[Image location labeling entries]
^^^^
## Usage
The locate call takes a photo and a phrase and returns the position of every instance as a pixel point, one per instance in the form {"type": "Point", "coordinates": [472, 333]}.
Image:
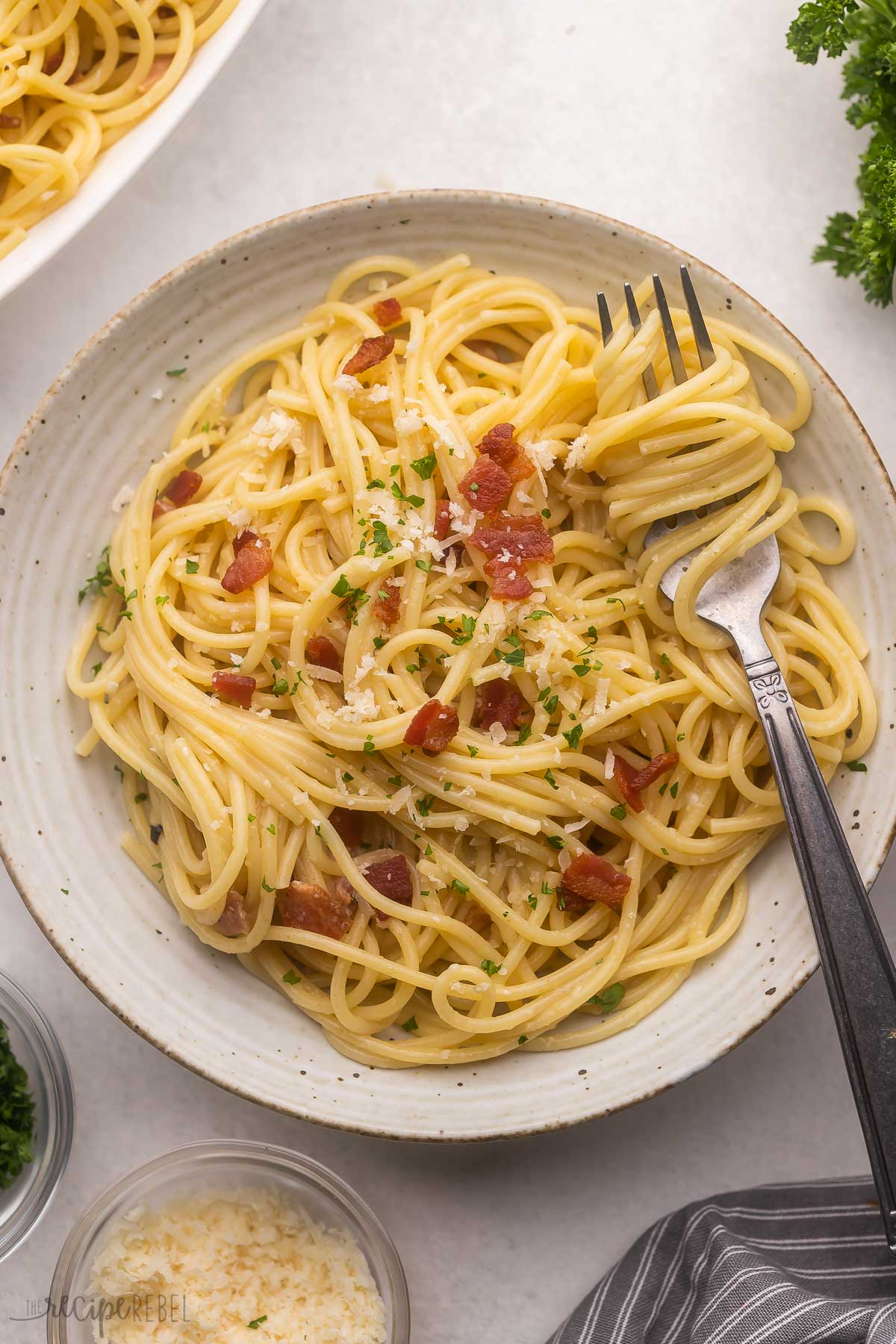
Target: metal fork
{"type": "Point", "coordinates": [859, 971]}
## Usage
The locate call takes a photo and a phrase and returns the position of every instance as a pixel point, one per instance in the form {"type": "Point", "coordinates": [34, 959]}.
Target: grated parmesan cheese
{"type": "Point", "coordinates": [222, 1261]}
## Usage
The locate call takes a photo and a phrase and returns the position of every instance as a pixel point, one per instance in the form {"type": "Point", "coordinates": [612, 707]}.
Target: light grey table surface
{"type": "Point", "coordinates": [694, 121]}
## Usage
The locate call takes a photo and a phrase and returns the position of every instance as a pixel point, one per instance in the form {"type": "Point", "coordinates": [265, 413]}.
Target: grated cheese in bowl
{"type": "Point", "coordinates": [233, 1261]}
{"type": "Point", "coordinates": [228, 1242]}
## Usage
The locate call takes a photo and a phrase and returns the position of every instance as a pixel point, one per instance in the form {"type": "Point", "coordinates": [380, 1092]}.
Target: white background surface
{"type": "Point", "coordinates": [695, 122]}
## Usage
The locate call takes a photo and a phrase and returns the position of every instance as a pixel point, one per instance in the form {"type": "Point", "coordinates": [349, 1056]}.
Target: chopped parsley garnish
{"type": "Point", "coordinates": [425, 467]}
{"type": "Point", "coordinates": [16, 1115]}
{"type": "Point", "coordinates": [100, 579]}
{"type": "Point", "coordinates": [609, 999]}
{"type": "Point", "coordinates": [414, 500]}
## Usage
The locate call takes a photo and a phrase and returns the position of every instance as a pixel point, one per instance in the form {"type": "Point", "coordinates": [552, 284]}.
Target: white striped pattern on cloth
{"type": "Point", "coordinates": [780, 1265]}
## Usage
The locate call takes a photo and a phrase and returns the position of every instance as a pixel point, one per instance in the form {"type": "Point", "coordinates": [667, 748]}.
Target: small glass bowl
{"type": "Point", "coordinates": [35, 1046]}
{"type": "Point", "coordinates": [220, 1164]}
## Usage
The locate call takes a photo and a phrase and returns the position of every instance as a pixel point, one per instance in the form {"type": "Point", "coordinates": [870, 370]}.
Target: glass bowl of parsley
{"type": "Point", "coordinates": [37, 1115]}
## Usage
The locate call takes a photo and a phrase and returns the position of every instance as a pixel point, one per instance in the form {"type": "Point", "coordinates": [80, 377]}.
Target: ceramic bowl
{"type": "Point", "coordinates": [119, 164]}
{"type": "Point", "coordinates": [60, 818]}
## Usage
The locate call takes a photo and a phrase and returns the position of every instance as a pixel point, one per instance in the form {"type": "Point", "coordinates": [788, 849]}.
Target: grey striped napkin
{"type": "Point", "coordinates": [778, 1265]}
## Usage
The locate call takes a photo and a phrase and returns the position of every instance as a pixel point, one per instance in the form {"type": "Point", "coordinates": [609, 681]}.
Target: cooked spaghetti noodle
{"type": "Point", "coordinates": [74, 77]}
{"type": "Point", "coordinates": [265, 719]}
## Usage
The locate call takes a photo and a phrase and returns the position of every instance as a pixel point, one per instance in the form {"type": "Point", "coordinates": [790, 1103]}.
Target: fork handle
{"type": "Point", "coordinates": [862, 979]}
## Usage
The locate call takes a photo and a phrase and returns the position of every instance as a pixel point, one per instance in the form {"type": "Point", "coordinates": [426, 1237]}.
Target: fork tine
{"type": "Point", "coordinates": [635, 317]}
{"type": "Point", "coordinates": [677, 363]}
{"type": "Point", "coordinates": [606, 322]}
{"type": "Point", "coordinates": [700, 334]}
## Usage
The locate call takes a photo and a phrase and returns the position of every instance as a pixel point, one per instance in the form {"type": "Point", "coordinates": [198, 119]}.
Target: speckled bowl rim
{"type": "Point", "coordinates": [410, 199]}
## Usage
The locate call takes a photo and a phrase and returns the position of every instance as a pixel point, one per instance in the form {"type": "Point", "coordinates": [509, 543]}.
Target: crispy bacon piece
{"type": "Point", "coordinates": [323, 653]}
{"type": "Point", "coordinates": [347, 826]}
{"type": "Point", "coordinates": [155, 73]}
{"type": "Point", "coordinates": [508, 582]}
{"type": "Point", "coordinates": [234, 918]}
{"type": "Point", "coordinates": [500, 445]}
{"type": "Point", "coordinates": [514, 537]}
{"type": "Point", "coordinates": [304, 905]}
{"type": "Point", "coordinates": [388, 598]}
{"type": "Point", "coordinates": [487, 487]}
{"type": "Point", "coordinates": [178, 492]}
{"type": "Point", "coordinates": [388, 312]}
{"type": "Point", "coordinates": [590, 878]}
{"type": "Point", "coordinates": [442, 524]}
{"type": "Point", "coordinates": [630, 781]}
{"type": "Point", "coordinates": [499, 702]}
{"type": "Point", "coordinates": [371, 351]}
{"type": "Point", "coordinates": [391, 878]}
{"type": "Point", "coordinates": [253, 561]}
{"type": "Point", "coordinates": [512, 542]}
{"type": "Point", "coordinates": [235, 687]}
{"type": "Point", "coordinates": [432, 727]}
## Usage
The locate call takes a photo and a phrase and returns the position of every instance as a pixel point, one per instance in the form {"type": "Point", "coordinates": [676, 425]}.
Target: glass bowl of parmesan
{"type": "Point", "coordinates": [223, 1238]}
{"type": "Point", "coordinates": [37, 1115]}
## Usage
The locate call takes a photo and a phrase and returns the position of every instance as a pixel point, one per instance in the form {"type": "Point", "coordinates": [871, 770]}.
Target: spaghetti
{"type": "Point", "coordinates": [449, 824]}
{"type": "Point", "coordinates": [74, 77]}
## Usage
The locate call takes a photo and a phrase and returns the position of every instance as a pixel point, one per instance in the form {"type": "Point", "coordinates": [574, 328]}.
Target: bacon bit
{"type": "Point", "coordinates": [500, 445]}
{"type": "Point", "coordinates": [590, 878]}
{"type": "Point", "coordinates": [304, 905]}
{"type": "Point", "coordinates": [347, 826]}
{"type": "Point", "coordinates": [178, 492]}
{"type": "Point", "coordinates": [253, 561]}
{"type": "Point", "coordinates": [630, 781]}
{"type": "Point", "coordinates": [155, 73]}
{"type": "Point", "coordinates": [371, 351]}
{"type": "Point", "coordinates": [433, 727]}
{"type": "Point", "coordinates": [442, 519]}
{"type": "Point", "coordinates": [508, 584]}
{"type": "Point", "coordinates": [388, 312]}
{"type": "Point", "coordinates": [391, 878]}
{"type": "Point", "coordinates": [499, 702]}
{"type": "Point", "coordinates": [235, 687]}
{"type": "Point", "coordinates": [323, 653]}
{"type": "Point", "coordinates": [388, 598]}
{"type": "Point", "coordinates": [487, 487]}
{"type": "Point", "coordinates": [234, 918]}
{"type": "Point", "coordinates": [523, 537]}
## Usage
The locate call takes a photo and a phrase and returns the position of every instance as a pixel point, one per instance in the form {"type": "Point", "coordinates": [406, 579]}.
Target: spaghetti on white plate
{"type": "Point", "coordinates": [74, 77]}
{"type": "Point", "coordinates": [403, 719]}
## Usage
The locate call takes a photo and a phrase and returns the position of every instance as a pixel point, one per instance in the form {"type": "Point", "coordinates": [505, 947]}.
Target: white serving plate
{"type": "Point", "coordinates": [117, 166]}
{"type": "Point", "coordinates": [60, 818]}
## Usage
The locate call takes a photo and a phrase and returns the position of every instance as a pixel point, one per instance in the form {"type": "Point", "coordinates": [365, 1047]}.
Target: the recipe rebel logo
{"type": "Point", "coordinates": [147, 1308]}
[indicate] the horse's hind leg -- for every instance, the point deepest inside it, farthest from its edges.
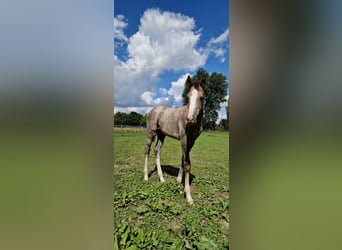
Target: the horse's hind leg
(150, 138)
(157, 150)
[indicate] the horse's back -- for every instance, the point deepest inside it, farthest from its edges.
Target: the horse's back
(164, 119)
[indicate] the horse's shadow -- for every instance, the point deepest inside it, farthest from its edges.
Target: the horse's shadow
(173, 171)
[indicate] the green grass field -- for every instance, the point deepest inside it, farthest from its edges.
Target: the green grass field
(150, 215)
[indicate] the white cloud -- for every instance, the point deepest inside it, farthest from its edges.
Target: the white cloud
(119, 25)
(222, 113)
(221, 38)
(165, 41)
(163, 91)
(176, 90)
(141, 110)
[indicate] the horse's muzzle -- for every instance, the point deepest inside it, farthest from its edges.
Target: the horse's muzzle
(193, 121)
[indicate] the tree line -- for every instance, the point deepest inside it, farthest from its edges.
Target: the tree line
(215, 93)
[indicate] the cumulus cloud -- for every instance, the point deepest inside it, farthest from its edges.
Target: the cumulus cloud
(176, 90)
(220, 39)
(222, 113)
(164, 42)
(119, 25)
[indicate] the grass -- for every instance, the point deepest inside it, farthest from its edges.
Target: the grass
(150, 215)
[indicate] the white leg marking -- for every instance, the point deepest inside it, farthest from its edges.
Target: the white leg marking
(180, 175)
(160, 173)
(193, 98)
(187, 189)
(146, 169)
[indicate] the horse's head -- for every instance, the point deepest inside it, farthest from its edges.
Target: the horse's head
(195, 98)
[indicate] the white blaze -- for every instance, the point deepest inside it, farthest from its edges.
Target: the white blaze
(193, 98)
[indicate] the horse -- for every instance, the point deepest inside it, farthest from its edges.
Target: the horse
(184, 124)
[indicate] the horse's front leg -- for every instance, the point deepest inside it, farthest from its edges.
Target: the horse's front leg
(186, 166)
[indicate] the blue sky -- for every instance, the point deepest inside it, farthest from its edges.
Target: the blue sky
(158, 43)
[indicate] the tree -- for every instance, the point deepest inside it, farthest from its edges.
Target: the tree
(215, 93)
^^^^
● **Task to carry out**
From the line that contains "[indicate] the horse's muzzle" to the last line of the material above, repeat every line exactly, keeping both the first and the last.

● **Finished task**
[indicate] the horse's muzzle -- for every instance, the point deepest inside it, farthest from its edges.
Target: the horse's muzzle
(193, 121)
[indicate] the tree line -- for every instance, the point deepest inside it, farthest from its edges.
Target: the tree line
(215, 93)
[indicate] the cumulus cloud -- for every instance, the point deepest inside it, farthest from its edges.
Target: the cumulus cloud
(176, 90)
(220, 39)
(222, 113)
(164, 42)
(119, 25)
[indicate] the grass -- for every instance, the point deepest inside it, farthest from its edges.
Target: the grass
(150, 215)
[indicate] the white leg marking -- for every instance, the point deepest inside it, farthest from its edges.
Target: the white leg marking
(180, 175)
(160, 173)
(193, 98)
(187, 189)
(146, 169)
[indicate] the horse's head -- for every instance, the point deepest inside it, farthest from its edges.
Target: the horse's head
(195, 98)
[indicate] the white blaze -- for every instance, the point deepest inside it, farthest from its edges.
Target: the white blaze
(193, 98)
[indicate] the horse -- for every instance, the point deepest inside it, farthest from its edges.
Target: the horse
(184, 124)
[indicate] the horse's front leg -- for every instance, the point deepest inside it, farthest from its edges.
Target: the horse's front leg
(186, 166)
[indicate] the blue sky -- for every instance, the point deepest inside it, farthest from its edges.
Target: the blue sky
(158, 43)
[indicate] the tree -- for every instance, the point deepest inside it, farthest from its edges.
Target: the tree
(215, 93)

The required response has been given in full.